[Opening EXERCISE MATERIALS section]
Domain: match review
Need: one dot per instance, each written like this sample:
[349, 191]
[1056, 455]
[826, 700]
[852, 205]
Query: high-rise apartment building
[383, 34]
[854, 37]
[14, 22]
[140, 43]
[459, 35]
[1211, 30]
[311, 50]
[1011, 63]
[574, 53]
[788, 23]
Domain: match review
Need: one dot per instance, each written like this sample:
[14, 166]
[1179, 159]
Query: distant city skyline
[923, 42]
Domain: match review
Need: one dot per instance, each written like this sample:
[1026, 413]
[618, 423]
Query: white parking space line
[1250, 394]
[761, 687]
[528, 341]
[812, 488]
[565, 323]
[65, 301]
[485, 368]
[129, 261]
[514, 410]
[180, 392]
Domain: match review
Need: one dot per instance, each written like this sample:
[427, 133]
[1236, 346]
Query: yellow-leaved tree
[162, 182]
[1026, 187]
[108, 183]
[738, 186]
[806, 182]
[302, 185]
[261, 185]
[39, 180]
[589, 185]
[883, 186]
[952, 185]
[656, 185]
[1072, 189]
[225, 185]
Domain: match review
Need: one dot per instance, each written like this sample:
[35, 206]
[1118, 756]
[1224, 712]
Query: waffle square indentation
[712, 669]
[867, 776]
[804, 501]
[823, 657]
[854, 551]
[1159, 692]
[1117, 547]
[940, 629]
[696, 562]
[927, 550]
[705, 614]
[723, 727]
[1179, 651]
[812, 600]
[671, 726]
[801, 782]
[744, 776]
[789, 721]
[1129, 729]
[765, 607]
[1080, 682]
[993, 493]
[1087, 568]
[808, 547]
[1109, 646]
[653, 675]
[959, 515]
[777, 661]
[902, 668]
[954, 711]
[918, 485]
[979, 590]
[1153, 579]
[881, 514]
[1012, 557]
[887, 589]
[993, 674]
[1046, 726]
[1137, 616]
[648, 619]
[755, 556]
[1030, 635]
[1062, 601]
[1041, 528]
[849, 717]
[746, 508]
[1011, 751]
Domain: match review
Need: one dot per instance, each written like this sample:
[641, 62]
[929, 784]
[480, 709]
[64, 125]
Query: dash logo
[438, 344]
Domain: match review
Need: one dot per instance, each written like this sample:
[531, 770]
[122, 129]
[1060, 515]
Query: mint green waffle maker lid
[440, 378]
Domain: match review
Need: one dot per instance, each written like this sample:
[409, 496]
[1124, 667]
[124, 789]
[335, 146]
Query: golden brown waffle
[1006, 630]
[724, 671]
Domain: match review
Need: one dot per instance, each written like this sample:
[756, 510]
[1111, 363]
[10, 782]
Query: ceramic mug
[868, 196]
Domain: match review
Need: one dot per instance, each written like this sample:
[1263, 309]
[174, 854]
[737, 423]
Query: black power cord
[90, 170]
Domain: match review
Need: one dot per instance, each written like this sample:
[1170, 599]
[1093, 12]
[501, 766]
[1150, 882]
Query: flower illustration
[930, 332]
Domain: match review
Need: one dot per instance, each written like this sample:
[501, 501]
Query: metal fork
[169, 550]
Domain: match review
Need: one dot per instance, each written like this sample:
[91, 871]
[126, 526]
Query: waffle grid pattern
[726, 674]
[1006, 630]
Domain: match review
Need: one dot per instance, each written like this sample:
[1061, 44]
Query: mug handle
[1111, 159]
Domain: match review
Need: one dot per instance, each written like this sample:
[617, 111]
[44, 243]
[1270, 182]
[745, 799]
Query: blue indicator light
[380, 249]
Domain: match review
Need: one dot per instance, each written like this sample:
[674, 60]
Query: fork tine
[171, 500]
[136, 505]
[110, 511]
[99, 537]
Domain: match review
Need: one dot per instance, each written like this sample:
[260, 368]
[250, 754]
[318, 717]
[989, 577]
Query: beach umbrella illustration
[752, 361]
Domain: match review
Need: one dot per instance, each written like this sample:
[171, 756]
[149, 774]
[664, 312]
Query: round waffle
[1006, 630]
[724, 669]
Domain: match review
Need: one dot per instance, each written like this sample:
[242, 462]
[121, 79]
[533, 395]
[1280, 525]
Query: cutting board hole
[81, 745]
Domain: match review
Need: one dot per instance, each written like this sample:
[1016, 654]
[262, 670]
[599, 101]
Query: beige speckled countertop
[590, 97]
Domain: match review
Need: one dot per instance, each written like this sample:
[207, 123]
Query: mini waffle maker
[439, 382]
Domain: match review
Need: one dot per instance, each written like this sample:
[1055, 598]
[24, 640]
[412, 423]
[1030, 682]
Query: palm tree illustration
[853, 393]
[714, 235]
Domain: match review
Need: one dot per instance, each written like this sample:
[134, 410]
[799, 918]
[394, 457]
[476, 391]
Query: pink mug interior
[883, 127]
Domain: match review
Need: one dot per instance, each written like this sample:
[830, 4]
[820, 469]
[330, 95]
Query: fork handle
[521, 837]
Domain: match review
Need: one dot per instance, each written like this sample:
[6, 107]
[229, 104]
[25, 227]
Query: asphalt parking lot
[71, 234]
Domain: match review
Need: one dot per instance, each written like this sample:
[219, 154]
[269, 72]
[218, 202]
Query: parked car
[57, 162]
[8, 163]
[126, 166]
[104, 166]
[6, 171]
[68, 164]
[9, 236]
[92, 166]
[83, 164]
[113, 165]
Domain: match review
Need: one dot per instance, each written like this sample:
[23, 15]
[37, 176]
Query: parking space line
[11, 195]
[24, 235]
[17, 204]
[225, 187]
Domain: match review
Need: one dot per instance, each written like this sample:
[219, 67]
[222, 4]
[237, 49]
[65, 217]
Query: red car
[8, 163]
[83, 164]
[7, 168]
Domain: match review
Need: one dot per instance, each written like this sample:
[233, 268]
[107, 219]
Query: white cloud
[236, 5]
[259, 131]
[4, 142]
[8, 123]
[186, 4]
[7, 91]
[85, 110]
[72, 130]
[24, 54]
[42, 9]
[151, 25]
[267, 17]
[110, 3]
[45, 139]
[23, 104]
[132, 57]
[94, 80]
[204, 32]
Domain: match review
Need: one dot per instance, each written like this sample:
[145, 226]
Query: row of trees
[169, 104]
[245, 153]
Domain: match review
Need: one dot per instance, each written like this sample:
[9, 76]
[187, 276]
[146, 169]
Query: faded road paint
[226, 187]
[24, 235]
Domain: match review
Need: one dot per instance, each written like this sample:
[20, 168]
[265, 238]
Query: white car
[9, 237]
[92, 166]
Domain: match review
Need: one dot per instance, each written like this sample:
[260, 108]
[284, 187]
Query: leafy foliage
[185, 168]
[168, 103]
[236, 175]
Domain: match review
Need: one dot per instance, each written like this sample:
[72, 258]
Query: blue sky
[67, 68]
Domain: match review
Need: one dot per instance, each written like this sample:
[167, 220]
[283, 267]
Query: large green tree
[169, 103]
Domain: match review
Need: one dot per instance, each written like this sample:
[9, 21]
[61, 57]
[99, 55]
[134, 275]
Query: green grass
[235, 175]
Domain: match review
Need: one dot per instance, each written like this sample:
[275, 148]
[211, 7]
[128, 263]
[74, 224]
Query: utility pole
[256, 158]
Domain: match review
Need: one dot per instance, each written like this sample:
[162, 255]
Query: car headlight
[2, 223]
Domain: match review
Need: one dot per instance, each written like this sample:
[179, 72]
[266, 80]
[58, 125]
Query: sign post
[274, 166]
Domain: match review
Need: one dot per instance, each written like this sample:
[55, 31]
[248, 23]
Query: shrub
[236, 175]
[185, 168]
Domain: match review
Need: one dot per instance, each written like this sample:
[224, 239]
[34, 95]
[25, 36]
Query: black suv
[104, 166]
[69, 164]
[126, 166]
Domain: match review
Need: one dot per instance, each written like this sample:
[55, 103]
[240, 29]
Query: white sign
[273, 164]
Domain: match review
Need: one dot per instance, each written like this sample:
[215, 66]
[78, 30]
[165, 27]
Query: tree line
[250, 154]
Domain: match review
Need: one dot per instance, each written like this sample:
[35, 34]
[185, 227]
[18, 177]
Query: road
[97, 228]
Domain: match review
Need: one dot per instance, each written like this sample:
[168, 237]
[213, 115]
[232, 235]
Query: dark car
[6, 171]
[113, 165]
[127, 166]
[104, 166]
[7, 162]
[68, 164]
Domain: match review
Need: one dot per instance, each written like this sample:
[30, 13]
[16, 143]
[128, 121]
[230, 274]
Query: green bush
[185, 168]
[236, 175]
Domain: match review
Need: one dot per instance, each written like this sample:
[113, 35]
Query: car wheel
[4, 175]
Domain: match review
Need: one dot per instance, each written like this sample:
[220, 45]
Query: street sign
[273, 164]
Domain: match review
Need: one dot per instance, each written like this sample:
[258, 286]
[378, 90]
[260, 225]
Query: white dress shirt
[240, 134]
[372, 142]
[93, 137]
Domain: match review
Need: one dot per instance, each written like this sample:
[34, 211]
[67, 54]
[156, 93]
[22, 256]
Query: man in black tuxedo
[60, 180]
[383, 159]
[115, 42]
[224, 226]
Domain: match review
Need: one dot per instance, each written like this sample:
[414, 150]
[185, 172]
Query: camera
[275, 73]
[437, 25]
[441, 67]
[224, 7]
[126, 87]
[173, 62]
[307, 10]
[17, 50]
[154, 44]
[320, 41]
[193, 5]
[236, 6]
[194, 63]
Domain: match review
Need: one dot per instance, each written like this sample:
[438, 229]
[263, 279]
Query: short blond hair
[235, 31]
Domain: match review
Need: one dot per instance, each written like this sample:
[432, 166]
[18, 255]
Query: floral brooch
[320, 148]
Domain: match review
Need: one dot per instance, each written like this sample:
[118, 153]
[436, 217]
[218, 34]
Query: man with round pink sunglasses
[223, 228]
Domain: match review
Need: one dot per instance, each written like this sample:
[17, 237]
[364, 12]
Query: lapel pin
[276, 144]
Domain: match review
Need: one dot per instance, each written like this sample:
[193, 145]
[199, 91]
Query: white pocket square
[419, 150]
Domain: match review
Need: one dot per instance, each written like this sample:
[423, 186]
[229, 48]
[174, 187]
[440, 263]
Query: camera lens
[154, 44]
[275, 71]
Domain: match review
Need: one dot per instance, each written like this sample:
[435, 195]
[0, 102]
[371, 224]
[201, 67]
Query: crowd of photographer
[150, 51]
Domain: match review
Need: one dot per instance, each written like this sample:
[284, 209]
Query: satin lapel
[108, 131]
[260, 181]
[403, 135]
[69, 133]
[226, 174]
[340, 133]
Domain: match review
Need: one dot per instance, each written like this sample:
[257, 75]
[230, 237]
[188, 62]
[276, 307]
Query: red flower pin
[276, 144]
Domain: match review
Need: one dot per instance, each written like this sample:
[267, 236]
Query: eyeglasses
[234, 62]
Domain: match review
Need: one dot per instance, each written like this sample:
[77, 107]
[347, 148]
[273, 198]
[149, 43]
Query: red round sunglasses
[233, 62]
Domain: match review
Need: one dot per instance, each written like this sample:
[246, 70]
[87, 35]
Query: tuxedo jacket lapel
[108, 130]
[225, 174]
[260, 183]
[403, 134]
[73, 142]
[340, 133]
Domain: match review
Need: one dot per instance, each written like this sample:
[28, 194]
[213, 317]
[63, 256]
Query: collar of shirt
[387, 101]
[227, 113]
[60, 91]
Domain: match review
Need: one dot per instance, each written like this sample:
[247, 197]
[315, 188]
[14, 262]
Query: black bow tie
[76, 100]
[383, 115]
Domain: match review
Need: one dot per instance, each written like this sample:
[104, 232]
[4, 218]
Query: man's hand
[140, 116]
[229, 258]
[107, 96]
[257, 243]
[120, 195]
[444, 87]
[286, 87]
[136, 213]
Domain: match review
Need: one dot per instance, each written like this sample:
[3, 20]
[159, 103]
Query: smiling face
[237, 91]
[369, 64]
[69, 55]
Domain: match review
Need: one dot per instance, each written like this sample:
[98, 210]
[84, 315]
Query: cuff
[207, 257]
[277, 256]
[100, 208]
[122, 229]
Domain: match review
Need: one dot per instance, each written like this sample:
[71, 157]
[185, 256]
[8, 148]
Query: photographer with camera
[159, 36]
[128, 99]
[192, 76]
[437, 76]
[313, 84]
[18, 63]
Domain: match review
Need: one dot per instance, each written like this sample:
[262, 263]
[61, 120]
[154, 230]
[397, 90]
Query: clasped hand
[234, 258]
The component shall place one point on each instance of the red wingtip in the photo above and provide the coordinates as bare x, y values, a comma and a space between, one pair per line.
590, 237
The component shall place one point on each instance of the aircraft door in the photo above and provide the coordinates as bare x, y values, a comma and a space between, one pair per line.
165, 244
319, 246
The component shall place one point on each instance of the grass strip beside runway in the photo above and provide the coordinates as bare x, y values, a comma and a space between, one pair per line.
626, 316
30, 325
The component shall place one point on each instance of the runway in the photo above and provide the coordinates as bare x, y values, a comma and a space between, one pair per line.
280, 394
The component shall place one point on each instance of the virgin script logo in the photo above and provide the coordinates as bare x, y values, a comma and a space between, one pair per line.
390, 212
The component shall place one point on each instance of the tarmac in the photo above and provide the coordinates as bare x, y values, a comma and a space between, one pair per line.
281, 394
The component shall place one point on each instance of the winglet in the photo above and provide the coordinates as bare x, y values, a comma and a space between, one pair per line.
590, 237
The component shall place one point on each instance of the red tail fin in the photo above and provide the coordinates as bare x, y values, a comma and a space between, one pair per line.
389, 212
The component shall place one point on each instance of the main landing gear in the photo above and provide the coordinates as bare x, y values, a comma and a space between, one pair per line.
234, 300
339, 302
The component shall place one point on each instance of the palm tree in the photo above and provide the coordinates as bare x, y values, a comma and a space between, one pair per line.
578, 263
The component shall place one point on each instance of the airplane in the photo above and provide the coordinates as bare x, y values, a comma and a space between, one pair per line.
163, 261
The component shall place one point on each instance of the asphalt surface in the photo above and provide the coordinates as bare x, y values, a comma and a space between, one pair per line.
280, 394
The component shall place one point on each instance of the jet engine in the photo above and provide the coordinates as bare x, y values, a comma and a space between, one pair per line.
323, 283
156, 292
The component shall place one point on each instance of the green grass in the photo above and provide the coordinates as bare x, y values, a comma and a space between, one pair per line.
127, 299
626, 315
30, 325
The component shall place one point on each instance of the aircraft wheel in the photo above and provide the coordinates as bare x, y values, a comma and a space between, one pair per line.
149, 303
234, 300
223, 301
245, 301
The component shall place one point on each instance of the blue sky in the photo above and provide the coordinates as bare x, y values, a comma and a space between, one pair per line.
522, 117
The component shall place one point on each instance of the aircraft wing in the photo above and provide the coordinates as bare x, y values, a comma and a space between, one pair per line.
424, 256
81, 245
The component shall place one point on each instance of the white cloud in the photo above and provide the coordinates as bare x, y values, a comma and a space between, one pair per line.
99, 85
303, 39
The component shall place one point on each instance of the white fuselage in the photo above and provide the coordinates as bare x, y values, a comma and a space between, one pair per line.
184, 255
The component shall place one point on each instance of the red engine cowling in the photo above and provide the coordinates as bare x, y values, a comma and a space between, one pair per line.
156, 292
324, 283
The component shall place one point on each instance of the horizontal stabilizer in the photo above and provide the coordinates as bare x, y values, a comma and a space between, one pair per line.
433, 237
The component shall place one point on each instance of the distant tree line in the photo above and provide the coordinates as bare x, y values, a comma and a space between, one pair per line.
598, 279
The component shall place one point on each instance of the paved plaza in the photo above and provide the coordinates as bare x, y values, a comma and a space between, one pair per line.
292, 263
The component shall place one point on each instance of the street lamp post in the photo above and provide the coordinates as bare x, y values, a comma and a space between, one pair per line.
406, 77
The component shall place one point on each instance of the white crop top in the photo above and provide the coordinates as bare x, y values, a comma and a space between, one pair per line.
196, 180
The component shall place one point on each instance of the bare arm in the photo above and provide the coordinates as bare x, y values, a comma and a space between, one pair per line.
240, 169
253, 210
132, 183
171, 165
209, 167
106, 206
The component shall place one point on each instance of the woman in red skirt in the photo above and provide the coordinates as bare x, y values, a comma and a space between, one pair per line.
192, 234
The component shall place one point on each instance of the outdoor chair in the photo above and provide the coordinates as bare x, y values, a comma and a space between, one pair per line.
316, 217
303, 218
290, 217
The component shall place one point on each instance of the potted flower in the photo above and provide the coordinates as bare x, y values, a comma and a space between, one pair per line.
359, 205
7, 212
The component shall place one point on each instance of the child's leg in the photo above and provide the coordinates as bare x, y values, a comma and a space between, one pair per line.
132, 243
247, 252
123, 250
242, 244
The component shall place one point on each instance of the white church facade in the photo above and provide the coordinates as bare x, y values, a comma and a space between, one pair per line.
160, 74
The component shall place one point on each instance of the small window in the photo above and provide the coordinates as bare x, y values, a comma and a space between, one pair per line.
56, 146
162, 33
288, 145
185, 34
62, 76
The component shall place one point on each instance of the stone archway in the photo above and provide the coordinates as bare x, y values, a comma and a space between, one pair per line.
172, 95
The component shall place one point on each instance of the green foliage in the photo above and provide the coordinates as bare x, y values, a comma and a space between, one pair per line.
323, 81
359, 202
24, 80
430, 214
[Closing EXERCISE MATERIALS section]
_TASK REQUIREMENTS_
Quote, with nothing altered, all lines from the start of the entries to the line that carries "[1236, 346]", inclusive.

_TASK SOLUTION_
Domain: match review
Need: one dot per instance, each written like this sample:
[349, 191]
[1056, 455]
[826, 700]
[852, 205]
Query: high-rise apartment building
[383, 34]
[854, 37]
[14, 22]
[140, 43]
[459, 35]
[1211, 30]
[311, 50]
[1011, 63]
[574, 53]
[788, 23]
Domain: match review
Need: one dot per instance, each written like this sample:
[14, 166]
[1179, 159]
Query: distant city skyline
[923, 42]
Domain: match review
Need: one dot per instance, each written like this sample:
[1026, 413]
[618, 423]
Query: white parking space line
[1250, 394]
[761, 687]
[528, 341]
[812, 488]
[565, 323]
[65, 301]
[485, 368]
[129, 261]
[514, 410]
[180, 392]
Domain: match review
Need: one dot per instance, each written like this sample:
[427, 133]
[1236, 346]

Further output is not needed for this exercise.